◆ Do this ◆
It is required that all of the data be written out exactly.

───── Data for this exercise

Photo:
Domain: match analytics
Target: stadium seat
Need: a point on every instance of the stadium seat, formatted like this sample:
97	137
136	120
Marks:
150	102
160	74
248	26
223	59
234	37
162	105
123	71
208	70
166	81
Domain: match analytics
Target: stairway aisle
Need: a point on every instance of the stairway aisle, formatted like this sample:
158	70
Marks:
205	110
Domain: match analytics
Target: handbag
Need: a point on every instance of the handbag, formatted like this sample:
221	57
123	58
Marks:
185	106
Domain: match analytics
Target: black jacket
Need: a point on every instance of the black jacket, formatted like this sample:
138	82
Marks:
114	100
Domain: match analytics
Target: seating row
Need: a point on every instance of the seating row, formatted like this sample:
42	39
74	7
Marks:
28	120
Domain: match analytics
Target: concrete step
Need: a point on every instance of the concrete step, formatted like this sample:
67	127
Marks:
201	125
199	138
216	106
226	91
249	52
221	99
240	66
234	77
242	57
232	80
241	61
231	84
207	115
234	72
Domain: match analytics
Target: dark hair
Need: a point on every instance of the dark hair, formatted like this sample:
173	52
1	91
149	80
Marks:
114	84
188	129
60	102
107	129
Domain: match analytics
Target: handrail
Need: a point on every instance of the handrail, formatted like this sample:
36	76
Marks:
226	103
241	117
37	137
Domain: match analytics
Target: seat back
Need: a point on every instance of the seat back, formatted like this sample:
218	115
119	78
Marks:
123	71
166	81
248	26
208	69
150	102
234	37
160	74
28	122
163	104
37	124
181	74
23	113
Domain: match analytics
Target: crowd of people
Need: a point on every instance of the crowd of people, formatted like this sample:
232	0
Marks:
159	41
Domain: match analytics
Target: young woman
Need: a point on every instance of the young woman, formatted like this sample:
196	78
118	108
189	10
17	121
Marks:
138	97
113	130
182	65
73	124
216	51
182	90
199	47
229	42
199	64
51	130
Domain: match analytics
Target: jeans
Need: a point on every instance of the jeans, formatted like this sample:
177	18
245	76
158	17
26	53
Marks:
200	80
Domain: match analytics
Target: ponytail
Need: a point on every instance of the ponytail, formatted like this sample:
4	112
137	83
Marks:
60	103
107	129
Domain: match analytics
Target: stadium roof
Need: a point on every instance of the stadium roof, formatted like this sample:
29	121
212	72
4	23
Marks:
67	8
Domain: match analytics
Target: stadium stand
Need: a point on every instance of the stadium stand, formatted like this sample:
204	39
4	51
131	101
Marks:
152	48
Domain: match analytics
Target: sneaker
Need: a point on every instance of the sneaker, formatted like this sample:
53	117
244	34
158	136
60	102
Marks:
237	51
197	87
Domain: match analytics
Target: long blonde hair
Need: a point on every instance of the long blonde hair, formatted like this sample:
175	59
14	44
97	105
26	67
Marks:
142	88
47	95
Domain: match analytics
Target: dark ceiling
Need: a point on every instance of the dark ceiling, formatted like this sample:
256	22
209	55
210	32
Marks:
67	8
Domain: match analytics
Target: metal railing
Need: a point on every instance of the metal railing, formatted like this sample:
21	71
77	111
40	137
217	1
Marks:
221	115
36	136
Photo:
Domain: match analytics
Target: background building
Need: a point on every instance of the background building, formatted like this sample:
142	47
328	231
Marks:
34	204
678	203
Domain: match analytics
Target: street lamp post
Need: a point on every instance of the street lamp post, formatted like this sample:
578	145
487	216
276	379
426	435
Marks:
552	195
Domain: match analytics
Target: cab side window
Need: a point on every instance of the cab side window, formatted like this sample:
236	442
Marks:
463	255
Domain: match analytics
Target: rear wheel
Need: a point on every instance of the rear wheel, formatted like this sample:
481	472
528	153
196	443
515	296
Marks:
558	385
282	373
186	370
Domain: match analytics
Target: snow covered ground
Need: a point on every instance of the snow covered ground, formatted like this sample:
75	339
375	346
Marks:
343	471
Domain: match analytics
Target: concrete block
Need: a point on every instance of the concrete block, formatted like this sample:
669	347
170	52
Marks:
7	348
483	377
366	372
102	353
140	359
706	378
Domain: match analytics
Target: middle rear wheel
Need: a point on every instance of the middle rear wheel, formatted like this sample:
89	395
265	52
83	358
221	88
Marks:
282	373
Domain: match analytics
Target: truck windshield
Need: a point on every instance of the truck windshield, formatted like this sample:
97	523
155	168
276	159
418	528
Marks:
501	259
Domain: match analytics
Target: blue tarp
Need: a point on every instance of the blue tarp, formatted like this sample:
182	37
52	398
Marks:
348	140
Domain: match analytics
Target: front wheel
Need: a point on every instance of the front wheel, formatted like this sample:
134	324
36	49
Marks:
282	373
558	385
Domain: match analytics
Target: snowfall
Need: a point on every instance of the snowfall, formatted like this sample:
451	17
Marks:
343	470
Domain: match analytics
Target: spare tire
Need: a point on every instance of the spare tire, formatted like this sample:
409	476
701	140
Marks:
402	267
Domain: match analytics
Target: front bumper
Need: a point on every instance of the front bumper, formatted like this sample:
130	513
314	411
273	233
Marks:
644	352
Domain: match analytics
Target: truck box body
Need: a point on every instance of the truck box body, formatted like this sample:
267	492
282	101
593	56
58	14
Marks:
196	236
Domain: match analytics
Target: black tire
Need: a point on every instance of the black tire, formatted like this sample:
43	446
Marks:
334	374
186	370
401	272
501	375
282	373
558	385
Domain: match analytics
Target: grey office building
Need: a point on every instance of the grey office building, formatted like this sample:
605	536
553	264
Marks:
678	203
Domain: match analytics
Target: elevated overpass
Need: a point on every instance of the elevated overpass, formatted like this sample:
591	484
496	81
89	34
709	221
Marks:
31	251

──────────

◆ Result for this exercise ◆
Photo:
Domain: match analytics
Target: stadium seat
Need: a point on every instance of the stadium seat, formatted like this sample:
97	137
136	120
Marks:
150	102
160	74
248	26
223	59
234	37
162	105
123	71
208	70
166	81
Domain: match analytics
Target: stairway aisle
Need: a point on every instance of the stairway aisle, formatted like this sample:
158	70
Marks:
205	110
Domain: match analytics
Target: handbag
Need: a point on every instance of the handbag, formatted like this sample:
221	57
123	58
Marks:
185	106
Domain: match analytics
Target: black jacket
Need: a point on every instance of the black jacket, formatted like this sample:
138	82
Marks:
114	100
Domain: match analytics
Target: seating row
Need: a point on every instance of the seating row, formatted like this sample:
42	39
74	7
Marks:
28	120
Domain: match analytics
Target: concrete step
Need: a point on every instance of the concrete step, formatted like this sample:
67	127
Marks:
201	125
199	138
216	106
226	91
249	52
221	99
240	66
234	77
242	57
232	80
241	61
231	84
207	115
234	72
Domain: match analytics
Target: dark hair
Need: a point on every instance of the dark hair, formatted like this sample:
173	52
1	91
149	80
Marks:
114	84
188	129
60	102
107	129
Domain: match analytics
Target: handrail
Need: a point on every instance of the handrail, formatted like this sample:
36	76
Marks:
226	103
241	117
37	137
Domain: match analytics
Target: seat back
Need: a point on every instance of the seat back, formatted like this sample:
218	115
119	78
Marks:
123	71
166	81
248	26
208	69
150	102
234	37
160	74
28	122
163	104
37	124
181	74
23	113
Domain: match analytics
Target: crowd of people
Need: a point on every instance of the crowd of people, formatted like this sample:
232	0
Marks:
159	41
Domain: match analytics
Target: young woman
Need: a point on every instance of the young woman, formatted like this sample:
196	78
118	108
189	10
17	121
Marks:
138	97
113	130
182	65
73	124
216	51
182	90
199	47
229	42
199	64
51	130
Domain: match analytics
Target: jeans
Need: a point on every instance of the jeans, formatted like this sample:
177	18
245	76
158	17
26	53
Marks:
200	80
Domain: match analytics
Target: ponytail
Need: a point on every instance of the ponytail, formatted like this sample:
4	112
137	83
Marks:
60	103
107	129
Domain: match analytics
Target: stadium roof
Need: a point on every instance of the stadium roof, formatted like this sample:
29	121
212	72
4	23
Marks:
67	8
Domain: match analytics
Target: stadium stand
Need: a point on every instance of the stadium stand, formatted like this sample:
204	39
4	51
131	101
Marks:
152	48
Domain: match analytics
Target: sneaker
Need: a point on every instance of the sneaker, formatted like this sample:
53	117
244	34
158	136
60	102
Marks:
237	51
197	87
Domain: match analytics
Target: long blonde hair
Need: a point on every instance of the long blonde hair, formatted like this sample:
175	59
14	44
97	105
26	67
Marks:
142	88
47	95
Domain: match analytics
Target: dark ceiling
Need: a point on every instance of the dark ceiling, formatted like this sample:
256	22
209	55
210	32
Marks:
67	8
Domain: match analytics
Target: metal railing
Need: a point on every instance of the metal railing, formatted like this sample:
21	71
77	111
40	137
217	1
Marks:
221	115
36	136
Photo:
Domain: match analytics
Target: background building
Need: a point on every instance of the background building, formatted like this sample:
142	47
328	231
Marks:
34	204
678	203
Domain: match analytics
Target: street lamp post
Need: a point on every instance of the street lamp post, formatted like this sample:
578	145
487	216
276	379
426	435
Marks:
552	195
Domain: match analytics
Target: cab side window
Need: a point on every instance of the cab side window, formatted like this sample:
236	442
Marks:
463	255
Domain: match analytics
Target: rear wheel
Need: a point on every instance of the rear wheel, formatted like this sample:
481	472
528	153
196	443
515	296
Marks:
558	385
282	373
186	370
Domain: match analytics
Target: snow covered ground
Need: a point on every instance of the snow covered ground, formatted like this sample:
75	339
375	346
Marks:
343	471
Domain: match analytics
Target: concrete block
Need: a point on every instance of the concrete block, formatted like this sample:
669	347
170	52
Marks:
7	348
483	377
366	372
102	353
140	359
706	378
Domain: match analytics
Target: middle rear wheel
Need: a point on every instance of the middle rear wheel, formatted like this sample:
89	395
265	52
83	358
221	88
Marks:
282	373
Domain: match analytics
Target: truck windshield
Need: a point on every instance of the truck windshield, formatted like this sample:
97	523
155	168
276	159
418	528
Marks:
501	259
Domain: match analytics
Target: blue tarp
Need: a point on every instance of the blue tarp, formatted like this sample:
182	37
52	398
Marks:
348	140
Domain: match analytics
Target: front wheel
Need: a point on every instance of the front wheel, formatted like this sample:
134	324
36	49
Marks:
282	373
558	385
Domain: match analytics
Target: snowfall
Need: a point on every instance of the snowfall, formatted like this sample:
451	17
Marks:
343	470
Domain: match analytics
Target: spare tire
Need: a point on every instance of the spare tire, formatted like this sample:
409	476
701	140
Marks:
402	267
Domain: match analytics
Target: front bumper
Need: a point on every instance of the front bumper, formatted like this sample:
130	513
314	411
273	233
Marks:
644	352
Domain: match analytics
Target: truck box body
Need: a point on every instance of the truck box body, formatted like this sample:
267	492
282	101
593	56
58	14
Marks:
196	236
Domain: match analytics
Target: black tire
Need: a point on every instance of the black tire, formatted like this sample:
43	446
Marks:
334	374
186	370
401	272
501	375
282	373
558	385
Domain: match analytics
Target: grey office building
Need: a point on every instance of the grey office building, formatted like this sample:
605	536
553	264
Marks:
678	203
Domain: match analytics
Target: elevated overpass
Need: a point on every instance of the elevated overpass, formatted like this sample:
591	484
496	81
89	34
709	221
Marks:
31	251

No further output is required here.